(Dataset items)
* * *
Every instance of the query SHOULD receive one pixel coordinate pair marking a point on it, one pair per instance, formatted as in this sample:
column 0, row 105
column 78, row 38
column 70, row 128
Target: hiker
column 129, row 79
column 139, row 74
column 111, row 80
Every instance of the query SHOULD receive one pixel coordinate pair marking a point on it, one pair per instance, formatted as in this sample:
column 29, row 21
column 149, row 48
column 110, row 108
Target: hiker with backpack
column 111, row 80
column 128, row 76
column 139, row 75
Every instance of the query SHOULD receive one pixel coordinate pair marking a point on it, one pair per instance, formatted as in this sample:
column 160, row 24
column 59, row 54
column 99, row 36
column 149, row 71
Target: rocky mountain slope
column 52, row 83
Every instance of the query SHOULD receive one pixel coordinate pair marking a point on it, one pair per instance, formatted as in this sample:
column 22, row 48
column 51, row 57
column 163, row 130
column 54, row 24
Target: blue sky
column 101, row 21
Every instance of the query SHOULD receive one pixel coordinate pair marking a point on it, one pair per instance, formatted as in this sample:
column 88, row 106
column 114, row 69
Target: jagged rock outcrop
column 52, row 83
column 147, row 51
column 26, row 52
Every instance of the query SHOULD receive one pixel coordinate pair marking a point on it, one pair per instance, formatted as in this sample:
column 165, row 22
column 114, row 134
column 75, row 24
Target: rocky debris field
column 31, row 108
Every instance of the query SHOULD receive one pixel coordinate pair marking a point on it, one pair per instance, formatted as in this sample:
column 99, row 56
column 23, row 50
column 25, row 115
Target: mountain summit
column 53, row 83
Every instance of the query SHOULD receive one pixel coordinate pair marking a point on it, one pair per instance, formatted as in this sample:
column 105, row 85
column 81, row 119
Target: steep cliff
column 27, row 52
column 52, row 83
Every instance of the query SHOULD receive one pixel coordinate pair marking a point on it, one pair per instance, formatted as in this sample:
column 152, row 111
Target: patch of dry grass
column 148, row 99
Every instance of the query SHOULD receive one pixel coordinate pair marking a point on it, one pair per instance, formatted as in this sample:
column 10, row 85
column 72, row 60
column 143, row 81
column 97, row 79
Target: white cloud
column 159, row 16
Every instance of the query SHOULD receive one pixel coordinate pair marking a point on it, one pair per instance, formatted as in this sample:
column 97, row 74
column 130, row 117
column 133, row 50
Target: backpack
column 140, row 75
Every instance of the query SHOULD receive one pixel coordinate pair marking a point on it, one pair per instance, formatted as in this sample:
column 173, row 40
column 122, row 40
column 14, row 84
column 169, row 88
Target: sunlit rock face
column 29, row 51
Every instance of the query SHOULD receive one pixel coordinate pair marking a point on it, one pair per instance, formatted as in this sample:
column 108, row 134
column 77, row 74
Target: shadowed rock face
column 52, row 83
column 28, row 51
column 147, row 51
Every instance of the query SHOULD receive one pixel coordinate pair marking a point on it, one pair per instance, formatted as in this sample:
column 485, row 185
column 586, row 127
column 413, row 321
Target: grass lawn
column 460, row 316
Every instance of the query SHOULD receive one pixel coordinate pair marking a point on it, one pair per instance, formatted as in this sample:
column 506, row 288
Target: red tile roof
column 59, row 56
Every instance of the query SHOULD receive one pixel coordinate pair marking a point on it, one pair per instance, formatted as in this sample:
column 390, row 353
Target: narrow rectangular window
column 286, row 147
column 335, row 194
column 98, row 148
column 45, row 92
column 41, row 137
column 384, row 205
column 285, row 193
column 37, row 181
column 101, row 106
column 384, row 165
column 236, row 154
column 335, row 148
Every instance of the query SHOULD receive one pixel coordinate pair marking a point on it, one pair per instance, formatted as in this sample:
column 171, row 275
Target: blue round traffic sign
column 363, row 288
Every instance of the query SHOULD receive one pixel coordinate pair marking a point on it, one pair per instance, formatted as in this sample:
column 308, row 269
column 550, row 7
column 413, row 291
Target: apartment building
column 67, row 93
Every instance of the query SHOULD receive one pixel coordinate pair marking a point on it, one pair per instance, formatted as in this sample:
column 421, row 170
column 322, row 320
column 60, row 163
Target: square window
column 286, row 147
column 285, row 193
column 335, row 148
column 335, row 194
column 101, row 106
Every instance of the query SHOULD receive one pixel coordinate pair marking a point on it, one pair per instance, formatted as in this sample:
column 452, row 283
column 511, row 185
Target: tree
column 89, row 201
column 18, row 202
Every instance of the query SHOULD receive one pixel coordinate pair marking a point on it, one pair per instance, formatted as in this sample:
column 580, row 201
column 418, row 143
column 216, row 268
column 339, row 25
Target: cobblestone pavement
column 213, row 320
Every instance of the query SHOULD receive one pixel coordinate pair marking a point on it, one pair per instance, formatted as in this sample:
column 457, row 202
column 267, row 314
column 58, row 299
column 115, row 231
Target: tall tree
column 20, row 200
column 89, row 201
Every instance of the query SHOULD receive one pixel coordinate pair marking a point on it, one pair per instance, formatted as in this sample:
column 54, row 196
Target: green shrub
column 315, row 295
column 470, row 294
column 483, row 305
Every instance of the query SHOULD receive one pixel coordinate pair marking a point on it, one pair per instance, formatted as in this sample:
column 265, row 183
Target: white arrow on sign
* * *
▸ Directions for this task:
From the records above, extract every line exactly as it stands.

▸ Full output:
Every instance of the query SHOULD receive one pixel coordinate pair marking a point on it, one pair per instance, formatted as in this sample:
column 0, row 105
column 78, row 38
column 70, row 128
Target: hiker
column 129, row 79
column 139, row 74
column 111, row 80
Every instance of the query SHOULD receive one pixel coordinate pair marking a point on it, one pair per instance, formatted as in this sample:
column 29, row 21
column 149, row 48
column 110, row 108
Target: hiker with backpack
column 111, row 80
column 128, row 76
column 139, row 75
Every instance of the query SHOULD receive one pixel coordinate pair marking a point on it, one pair per instance, formatted as in this sample:
column 160, row 24
column 59, row 54
column 99, row 36
column 149, row 71
Target: rocky mountain slope
column 52, row 83
Every instance of the query SHOULD receive one pixel coordinate pair marking a point on it, one pair per instance, formatted as in this sample:
column 22, row 48
column 51, row 57
column 163, row 130
column 54, row 24
Target: blue sky
column 101, row 21
Every instance of the query SHOULD receive one pixel coordinate pair marking a point on it, one pair per instance, formatted as in this sample:
column 88, row 106
column 114, row 69
Target: jagged rock outcrop
column 52, row 83
column 147, row 51
column 26, row 52
Every instance of the query SHOULD receive one pixel coordinate pair marking a point on it, one pair per instance, formatted as in this sample:
column 165, row 22
column 114, row 134
column 75, row 24
Target: rocky debris field
column 31, row 108
Every instance of the query SHOULD receive one pixel coordinate pair marking a point on it, one pair per instance, formatted as in this sample:
column 99, row 56
column 23, row 50
column 25, row 115
Target: mountain summit
column 53, row 83
Every instance of the query SHOULD receive one pixel coordinate pair marking a point on it, one pair per instance, formatted as in this sample:
column 105, row 85
column 81, row 119
Target: steep cliff
column 27, row 52
column 52, row 83
Every instance of the query SHOULD receive one pixel coordinate pair marking a point on it, one pair per instance, formatted as in this sample:
column 152, row 111
Target: patch of dry grass
column 148, row 99
Every instance of the query SHOULD receive one pixel coordinate pair marking a point on it, one pair per instance, formatted as in this sample:
column 10, row 85
column 72, row 60
column 143, row 81
column 97, row 79
Target: white cloud
column 159, row 16
Every instance of the query SHOULD receive one pixel coordinate pair marking a point on it, one pair per instance, formatted as in this sample:
column 97, row 74
column 130, row 117
column 133, row 50
Target: backpack
column 140, row 75
Every instance of the query SHOULD receive one pixel coordinate pair marking a point on it, one pair per instance, formatted as in this sample:
column 173, row 40
column 122, row 40
column 14, row 84
column 169, row 88
Target: sunlit rock face
column 29, row 51
Every instance of the query SHOULD receive one pixel coordinate pair marking a point on it, one pair per instance, formatted as in this sample:
column 108, row 134
column 77, row 74
Target: shadowed rock face
column 52, row 83
column 28, row 51
column 147, row 51
Every instance of the query SHOULD receive one pixel coordinate pair marking a point on it, one pair per instance, formatted as in this sample:
column 485, row 185
column 586, row 127
column 413, row 321
Target: grass lawn
column 460, row 316
Every instance of the query SHOULD receive one pixel coordinate pair marking a point on it, one pair per instance, formatted as in this sample:
column 506, row 288
Target: red tile roof
column 59, row 56
Every instance of the query SHOULD receive one pixel coordinate pair marking a point on it, one pair per instance, formatted as in this sample:
column 390, row 353
Target: narrow rectangular window
column 286, row 147
column 335, row 194
column 98, row 148
column 45, row 92
column 41, row 137
column 384, row 205
column 285, row 193
column 37, row 181
column 101, row 106
column 384, row 165
column 236, row 154
column 335, row 148
Every instance of the query SHOULD receive one pixel coordinate pair marking a point on it, one pair per instance, formatted as in this sample:
column 171, row 275
Target: blue round traffic sign
column 363, row 288
Every instance of the query SHOULD receive one pixel coordinate pair marking a point on it, one pair per instance, formatted as in this sample:
column 308, row 269
column 550, row 7
column 413, row 291
Target: apartment building
column 67, row 93
Every instance of the query SHOULD receive one pixel coordinate pair marking a point on it, one pair per instance, formatted as in this sample:
column 421, row 170
column 322, row 320
column 60, row 163
Target: square window
column 286, row 147
column 285, row 193
column 335, row 148
column 335, row 194
column 101, row 106
Every instance of the query SHOULD receive one pixel coordinate pair marking a point on it, one pair per instance, formatted as in this sample:
column 452, row 283
column 511, row 185
Target: tree
column 89, row 201
column 18, row 202
Every instance of the query SHOULD receive one pixel coordinate pair marking a point on it, one pair per instance, formatted as in this sample:
column 580, row 201
column 418, row 143
column 216, row 268
column 339, row 25
Target: cobblestone pavement
column 213, row 320
Every instance of the query SHOULD receive one pixel coordinate pair marking a point on it, one pair per instance, formatted as in this sample:
column 457, row 202
column 267, row 314
column 58, row 299
column 115, row 231
Target: tall tree
column 20, row 200
column 89, row 201
Every instance of the query SHOULD receive one pixel coordinate pair marking a point on it, one pair per instance, formatted as in this sample:
column 54, row 196
Target: green shrub
column 315, row 295
column 470, row 294
column 483, row 305
Every instance of the query SHOULD receive one pixel coordinate pair marking a point on it, one pair per instance, formatted as in this sample:
column 265, row 183
Target: white arrow on sign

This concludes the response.